> **Lesetext**
——
Entscheidungsstichwort (Thema)

Karenzentschädigung bei bedingtem Wettbewerbsverbot

 

Leitsatz (amtlich)

  • Eine Vertragsbestimmung, in der sich ein Arbeitgeber vorbehält, einem Arbeitnehmer nach Beendigung des Arbeitsverhältnisses ein Wettbewerbsverbot aufzuerlegen, ist unverbindlich.
  • Gibt der Arbeitgeber keine Erklärung ab, so kann der Arbeitnehmer nur dann Karenzentschädigung verlangen, wenn er zu Beginn des vorbehaltenen Verbotszeitraums dem Arbeitgeber erklärt, er werde Wettbewerb unterlassen.
 

Normenkette

HGB §§ 74, 75d; BGB § 626; ZPO §§ 554, 561

 

Verfahrensgang

LAG Baden-Württemberg (Urteil vom 28.11.1984; Aktenzeichen 2 Sa 106/84)

ArbG Reutlingen (Urteil vom 26.06.1984; Aktenzeichen 2 Ca 84/84)

 

Tenor

  • Die Revision des Klägers gegen das Urteil des Landesarbeitsgerichts Baden-Württemberg vom 28. November 1984 – 2 Sa 106/84 – wird zurückgewiesen.
  • Der Kläger hat die Kosten der Revision zu tragen.

Von Rechts wegen!
——
> **Datenauszug**
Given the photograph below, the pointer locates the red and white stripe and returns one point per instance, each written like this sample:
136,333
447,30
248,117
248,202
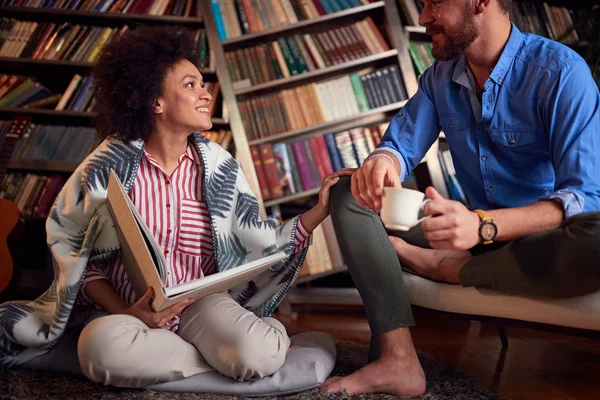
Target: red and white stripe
174,210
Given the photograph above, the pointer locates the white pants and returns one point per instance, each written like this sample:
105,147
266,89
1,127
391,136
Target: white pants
215,333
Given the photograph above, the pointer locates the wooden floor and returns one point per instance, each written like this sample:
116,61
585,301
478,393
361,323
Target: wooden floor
537,365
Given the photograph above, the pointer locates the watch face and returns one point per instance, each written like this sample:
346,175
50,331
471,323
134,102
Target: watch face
488,230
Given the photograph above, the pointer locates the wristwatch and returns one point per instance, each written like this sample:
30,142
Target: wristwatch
487,228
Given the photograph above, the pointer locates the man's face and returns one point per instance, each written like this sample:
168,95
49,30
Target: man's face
451,23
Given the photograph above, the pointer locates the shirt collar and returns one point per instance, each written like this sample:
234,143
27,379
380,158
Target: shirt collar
499,72
190,153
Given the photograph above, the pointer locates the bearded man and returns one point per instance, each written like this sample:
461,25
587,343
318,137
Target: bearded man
521,115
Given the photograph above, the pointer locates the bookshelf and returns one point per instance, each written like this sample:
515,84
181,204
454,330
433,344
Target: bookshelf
43,175
386,16
384,12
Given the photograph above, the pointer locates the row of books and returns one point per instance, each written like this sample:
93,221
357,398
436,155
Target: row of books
292,55
412,9
33,194
420,54
53,41
72,143
66,41
235,18
55,142
184,8
552,21
284,169
316,103
78,96
19,91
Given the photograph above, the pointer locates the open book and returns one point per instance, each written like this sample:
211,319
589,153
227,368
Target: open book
146,266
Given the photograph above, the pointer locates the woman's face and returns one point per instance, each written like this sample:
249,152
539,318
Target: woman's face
183,106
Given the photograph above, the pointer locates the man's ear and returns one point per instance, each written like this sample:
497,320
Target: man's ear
482,5
158,106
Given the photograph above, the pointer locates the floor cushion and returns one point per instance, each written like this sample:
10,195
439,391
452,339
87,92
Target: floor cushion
304,368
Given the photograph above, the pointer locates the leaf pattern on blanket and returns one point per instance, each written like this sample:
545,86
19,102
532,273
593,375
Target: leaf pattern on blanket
66,299
243,296
221,188
231,252
118,156
246,211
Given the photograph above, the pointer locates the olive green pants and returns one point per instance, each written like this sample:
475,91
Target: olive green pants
564,262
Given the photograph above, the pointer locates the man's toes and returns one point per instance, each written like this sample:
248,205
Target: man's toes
332,385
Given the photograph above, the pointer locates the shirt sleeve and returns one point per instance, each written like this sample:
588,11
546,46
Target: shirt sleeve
415,128
303,237
93,273
572,119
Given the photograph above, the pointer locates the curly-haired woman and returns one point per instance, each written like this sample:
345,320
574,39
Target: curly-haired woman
196,201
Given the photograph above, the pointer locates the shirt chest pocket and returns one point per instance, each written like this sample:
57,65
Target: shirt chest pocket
513,138
195,235
453,123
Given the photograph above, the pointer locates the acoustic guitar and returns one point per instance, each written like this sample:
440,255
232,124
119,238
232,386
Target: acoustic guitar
9,213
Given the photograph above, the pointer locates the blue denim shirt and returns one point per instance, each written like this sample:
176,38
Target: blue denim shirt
535,135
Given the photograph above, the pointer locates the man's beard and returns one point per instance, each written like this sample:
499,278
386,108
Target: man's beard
456,40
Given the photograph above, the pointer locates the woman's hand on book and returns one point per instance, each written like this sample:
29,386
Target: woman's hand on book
142,309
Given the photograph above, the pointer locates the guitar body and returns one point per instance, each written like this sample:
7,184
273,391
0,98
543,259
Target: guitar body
9,216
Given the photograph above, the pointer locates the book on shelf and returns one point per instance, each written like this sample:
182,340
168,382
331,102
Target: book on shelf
16,91
235,18
180,8
33,194
317,103
146,266
553,21
69,41
302,164
296,54
55,143
421,56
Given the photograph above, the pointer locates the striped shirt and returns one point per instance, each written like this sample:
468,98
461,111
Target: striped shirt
174,209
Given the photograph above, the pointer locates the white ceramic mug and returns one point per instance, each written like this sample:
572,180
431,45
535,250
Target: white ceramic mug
400,208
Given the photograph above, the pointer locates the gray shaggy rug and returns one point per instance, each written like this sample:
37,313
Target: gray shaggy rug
443,382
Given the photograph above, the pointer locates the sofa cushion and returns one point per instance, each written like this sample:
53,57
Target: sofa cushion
577,312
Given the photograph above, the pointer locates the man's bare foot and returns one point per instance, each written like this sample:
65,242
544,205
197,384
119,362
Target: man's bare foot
439,265
392,375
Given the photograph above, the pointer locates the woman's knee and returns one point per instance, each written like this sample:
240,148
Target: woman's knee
261,355
100,348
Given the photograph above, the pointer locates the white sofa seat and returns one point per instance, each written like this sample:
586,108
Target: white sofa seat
577,312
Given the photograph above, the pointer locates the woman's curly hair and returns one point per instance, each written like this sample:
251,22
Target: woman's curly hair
129,77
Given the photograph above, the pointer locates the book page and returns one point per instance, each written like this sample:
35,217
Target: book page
225,280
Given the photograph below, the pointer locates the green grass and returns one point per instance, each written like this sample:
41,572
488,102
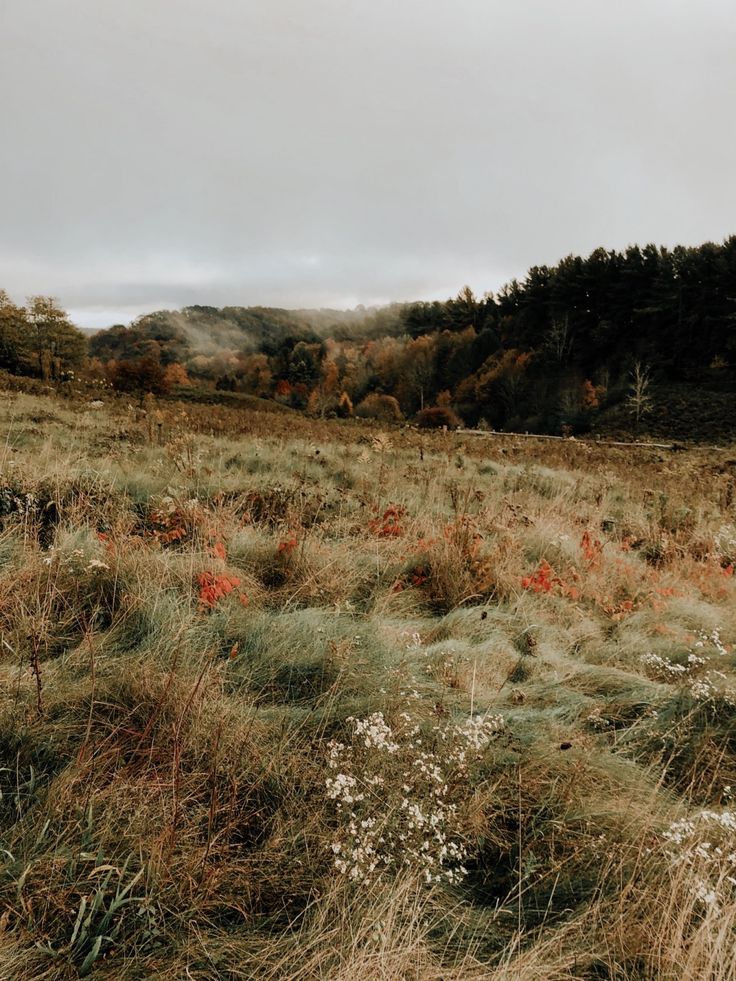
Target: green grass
164,762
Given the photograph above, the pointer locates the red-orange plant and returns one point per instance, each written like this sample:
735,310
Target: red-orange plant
389,525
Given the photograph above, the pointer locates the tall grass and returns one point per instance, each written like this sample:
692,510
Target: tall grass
193,622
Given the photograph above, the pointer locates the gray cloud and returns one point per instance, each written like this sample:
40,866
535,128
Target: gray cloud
166,152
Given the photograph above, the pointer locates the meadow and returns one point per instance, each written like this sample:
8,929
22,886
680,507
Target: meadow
283,698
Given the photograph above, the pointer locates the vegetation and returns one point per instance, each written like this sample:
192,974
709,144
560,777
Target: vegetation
616,343
284,698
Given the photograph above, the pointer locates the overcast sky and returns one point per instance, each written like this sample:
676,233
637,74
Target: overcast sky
331,152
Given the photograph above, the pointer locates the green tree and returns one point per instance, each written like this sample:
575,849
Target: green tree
55,344
13,335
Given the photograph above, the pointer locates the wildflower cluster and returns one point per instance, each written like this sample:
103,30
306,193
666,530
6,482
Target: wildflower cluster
706,844
703,686
396,792
725,545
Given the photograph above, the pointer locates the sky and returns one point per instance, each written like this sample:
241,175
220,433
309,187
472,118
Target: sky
307,153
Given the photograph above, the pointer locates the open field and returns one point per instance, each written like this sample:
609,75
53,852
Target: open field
288,699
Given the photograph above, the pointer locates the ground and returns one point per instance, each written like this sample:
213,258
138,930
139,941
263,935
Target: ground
293,699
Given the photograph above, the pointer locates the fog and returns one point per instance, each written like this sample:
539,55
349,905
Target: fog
159,153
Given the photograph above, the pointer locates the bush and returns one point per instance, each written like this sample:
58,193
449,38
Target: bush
437,417
384,408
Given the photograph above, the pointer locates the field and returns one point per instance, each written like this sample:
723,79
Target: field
293,699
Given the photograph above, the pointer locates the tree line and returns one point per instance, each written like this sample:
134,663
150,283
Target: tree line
546,353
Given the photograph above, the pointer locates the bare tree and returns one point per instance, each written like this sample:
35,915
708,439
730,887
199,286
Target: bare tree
639,399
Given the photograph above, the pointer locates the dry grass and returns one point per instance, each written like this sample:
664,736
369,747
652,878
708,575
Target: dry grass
164,750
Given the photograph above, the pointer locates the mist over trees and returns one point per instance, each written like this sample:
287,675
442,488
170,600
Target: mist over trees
547,353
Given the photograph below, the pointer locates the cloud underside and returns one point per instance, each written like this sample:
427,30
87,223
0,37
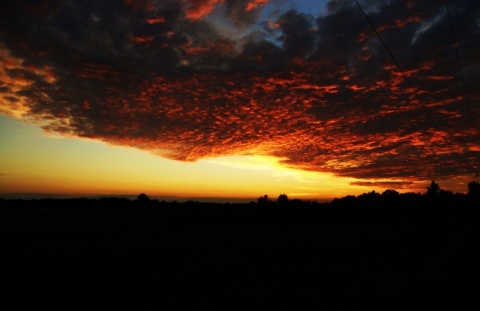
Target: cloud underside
321,92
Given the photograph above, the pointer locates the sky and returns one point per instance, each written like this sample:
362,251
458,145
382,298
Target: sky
238,98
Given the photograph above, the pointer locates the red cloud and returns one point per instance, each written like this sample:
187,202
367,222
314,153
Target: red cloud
196,9
255,4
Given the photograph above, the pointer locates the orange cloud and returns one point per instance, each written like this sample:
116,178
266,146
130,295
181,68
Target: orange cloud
196,9
255,4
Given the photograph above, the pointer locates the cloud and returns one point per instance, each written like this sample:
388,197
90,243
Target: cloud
319,91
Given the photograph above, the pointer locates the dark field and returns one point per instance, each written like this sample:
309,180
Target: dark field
76,254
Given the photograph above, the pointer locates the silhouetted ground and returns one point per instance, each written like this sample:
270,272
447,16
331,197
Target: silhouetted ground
100,254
——
> **Arbeitsauftrag**
Beantworte anhand des Urteilstextes:
(a) Welches Gericht fällte das Urteil vom 26.06.1984?
(b) Was muss der Arbeitnehmer laut Leitsatz dem Arbeitgeber zu Beginn des vorbehaltenen Verbotszeitraums erklären, damit er Karenzentschädigung verlangen kann, wenn der Arbeitgeber keine Erklärung abgibt?
(c) Wer trägt nach dem Tenor die Kosten der Revision?
Die Daten sind eigenständiges Material und gehören nicht zum Urteilstext.

> **Lösung**
(a) Das ArbG Reutlingen.
(b) Er muss erklären, dass er Wettbewerb unterlassen werde.
(c) Der Kläger.